§ WHAT TO DO
In the text on noninvasive prenatal testing below, check whether each of these statements agrees with it: 1. Companies cite over 99% sensitivity and specificity for trisomy 21 and trisomy 18. 2. False-positive results make up a smaller share of positive results among low-risk women. 3. The study of Nicolaides et al highlights the false-positive problem. For each, answer yes or no and quote the words of the text that decide it.

§ PAGE EXCERPT
The study of Nicolaides et al, “Noninvasive prenatal testing for fetal trisomies in a routinely screened first-trimester population,” demonstrates that techniques analyzing cell free fetal DNA in the maternal circulation can perform well to detect aneuploidy in a general obstetric population. However, we must consider the impact of false-positive results before promoting this technique as a primary screening tool. The proportion of false- to true-positive results will be much higher among pregnancies in low-risk women. The study of Nicolaides et al confirms this problem, but does not highlight it.
Noninvasive prenatal tests (NIPT) are being aggressively marketed directly to the public and to obstetric clinicians. Companies prominently cite >99% sensitivity and specificity for trisomy 21 and trisomy 18 on their reports and promotional materials. While these figures are based on results from published trials, they may be misleading to both patients and physicians, due to the common confusion of high specificity with high positive predictive value. With the perception that NIPT is highly accurate, there is a real danger that positive test results will be interpreted as diagnostic, leading couples to terminate pregnancies without waiting for a confirmatory karyotype.

§ GIVEN ENTRIES
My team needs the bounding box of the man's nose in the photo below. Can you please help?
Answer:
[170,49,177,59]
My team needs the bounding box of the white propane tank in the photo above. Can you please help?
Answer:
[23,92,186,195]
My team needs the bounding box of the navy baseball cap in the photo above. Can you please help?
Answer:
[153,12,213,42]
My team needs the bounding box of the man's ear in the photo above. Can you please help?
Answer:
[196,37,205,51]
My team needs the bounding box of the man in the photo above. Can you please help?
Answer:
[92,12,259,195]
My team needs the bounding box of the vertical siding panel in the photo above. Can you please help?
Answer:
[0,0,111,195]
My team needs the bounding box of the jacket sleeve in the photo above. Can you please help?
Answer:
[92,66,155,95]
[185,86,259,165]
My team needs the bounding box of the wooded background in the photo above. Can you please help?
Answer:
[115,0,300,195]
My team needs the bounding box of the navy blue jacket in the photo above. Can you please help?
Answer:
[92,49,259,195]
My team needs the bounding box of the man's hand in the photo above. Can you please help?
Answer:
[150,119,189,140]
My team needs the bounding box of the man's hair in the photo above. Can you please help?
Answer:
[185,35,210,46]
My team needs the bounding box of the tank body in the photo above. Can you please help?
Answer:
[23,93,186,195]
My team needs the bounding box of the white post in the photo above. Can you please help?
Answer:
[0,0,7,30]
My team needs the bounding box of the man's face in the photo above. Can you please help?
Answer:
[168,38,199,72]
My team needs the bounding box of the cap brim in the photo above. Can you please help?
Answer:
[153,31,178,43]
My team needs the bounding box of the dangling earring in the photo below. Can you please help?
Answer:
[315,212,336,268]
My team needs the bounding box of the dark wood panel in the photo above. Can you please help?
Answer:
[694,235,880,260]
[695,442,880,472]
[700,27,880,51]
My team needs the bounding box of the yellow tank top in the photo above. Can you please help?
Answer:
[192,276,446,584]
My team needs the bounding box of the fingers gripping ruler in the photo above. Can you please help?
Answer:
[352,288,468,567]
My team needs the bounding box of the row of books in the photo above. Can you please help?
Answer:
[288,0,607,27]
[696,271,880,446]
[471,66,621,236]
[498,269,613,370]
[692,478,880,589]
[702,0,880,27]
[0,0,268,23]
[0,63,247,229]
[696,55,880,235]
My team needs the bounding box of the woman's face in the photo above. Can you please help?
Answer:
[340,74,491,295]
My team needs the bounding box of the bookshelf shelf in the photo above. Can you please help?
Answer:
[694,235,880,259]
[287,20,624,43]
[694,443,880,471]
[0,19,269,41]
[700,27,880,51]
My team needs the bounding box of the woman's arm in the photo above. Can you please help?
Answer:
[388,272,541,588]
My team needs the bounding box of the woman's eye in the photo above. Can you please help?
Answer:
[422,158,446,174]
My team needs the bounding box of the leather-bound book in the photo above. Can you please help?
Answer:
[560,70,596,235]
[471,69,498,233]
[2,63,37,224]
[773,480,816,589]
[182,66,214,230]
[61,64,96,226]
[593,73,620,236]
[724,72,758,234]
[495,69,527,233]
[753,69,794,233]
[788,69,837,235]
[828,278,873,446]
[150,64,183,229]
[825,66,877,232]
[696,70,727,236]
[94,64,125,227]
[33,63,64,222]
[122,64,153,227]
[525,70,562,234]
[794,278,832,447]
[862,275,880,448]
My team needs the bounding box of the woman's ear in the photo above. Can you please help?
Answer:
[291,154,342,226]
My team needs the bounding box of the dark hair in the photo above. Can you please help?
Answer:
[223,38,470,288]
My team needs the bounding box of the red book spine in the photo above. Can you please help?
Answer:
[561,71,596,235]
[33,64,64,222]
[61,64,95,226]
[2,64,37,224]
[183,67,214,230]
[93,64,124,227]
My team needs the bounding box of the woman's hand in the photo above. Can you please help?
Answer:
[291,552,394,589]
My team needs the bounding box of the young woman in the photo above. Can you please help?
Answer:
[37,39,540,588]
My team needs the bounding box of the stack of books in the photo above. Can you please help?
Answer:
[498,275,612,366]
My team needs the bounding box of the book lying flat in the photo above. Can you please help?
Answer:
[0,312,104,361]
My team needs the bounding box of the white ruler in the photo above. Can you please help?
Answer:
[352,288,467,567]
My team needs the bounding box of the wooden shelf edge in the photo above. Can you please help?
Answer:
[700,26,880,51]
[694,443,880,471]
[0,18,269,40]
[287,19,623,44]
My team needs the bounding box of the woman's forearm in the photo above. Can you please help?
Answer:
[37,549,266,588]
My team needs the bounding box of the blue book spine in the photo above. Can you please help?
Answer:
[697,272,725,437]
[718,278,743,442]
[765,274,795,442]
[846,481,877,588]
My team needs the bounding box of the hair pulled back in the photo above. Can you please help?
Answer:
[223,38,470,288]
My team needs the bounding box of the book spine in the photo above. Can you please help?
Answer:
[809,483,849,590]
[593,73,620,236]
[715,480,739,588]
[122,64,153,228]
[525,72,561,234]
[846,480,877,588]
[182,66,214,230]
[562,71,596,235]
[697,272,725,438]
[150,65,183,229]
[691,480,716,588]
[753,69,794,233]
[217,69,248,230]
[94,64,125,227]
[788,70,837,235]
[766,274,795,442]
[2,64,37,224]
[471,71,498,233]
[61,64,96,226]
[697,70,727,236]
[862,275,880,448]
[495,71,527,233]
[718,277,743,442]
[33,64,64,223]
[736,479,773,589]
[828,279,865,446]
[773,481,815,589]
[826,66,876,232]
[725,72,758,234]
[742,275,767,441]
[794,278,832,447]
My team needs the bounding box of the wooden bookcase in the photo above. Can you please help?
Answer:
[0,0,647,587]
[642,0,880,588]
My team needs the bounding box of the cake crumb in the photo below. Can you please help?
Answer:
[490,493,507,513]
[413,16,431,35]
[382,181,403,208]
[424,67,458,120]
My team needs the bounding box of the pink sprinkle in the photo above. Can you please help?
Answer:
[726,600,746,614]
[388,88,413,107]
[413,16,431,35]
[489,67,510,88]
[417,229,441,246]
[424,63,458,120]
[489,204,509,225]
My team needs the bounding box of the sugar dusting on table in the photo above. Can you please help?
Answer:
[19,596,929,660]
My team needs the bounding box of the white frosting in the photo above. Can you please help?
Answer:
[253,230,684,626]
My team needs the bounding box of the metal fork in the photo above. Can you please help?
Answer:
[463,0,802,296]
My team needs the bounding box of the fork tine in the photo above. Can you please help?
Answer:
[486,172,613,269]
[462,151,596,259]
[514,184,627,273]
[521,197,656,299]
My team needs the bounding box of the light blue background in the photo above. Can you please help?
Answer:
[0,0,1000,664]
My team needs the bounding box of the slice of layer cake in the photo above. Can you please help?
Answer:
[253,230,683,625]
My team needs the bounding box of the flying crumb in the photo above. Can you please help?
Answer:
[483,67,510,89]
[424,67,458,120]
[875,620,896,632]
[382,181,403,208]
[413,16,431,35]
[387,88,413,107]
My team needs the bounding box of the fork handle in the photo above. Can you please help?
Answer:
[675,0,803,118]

§ OUTPUT
1. Yes: "Companies prominently cite >99% sensitivity and specificity for trisomy 21 and trisomy 18 on their reports and promotional materials."
2. No: "The proportion of false- to true-positive results will be much higher among pregnancies in low-risk women."
3. No: "The study of Nicolaides et al confirms this problem, but does not highlight it."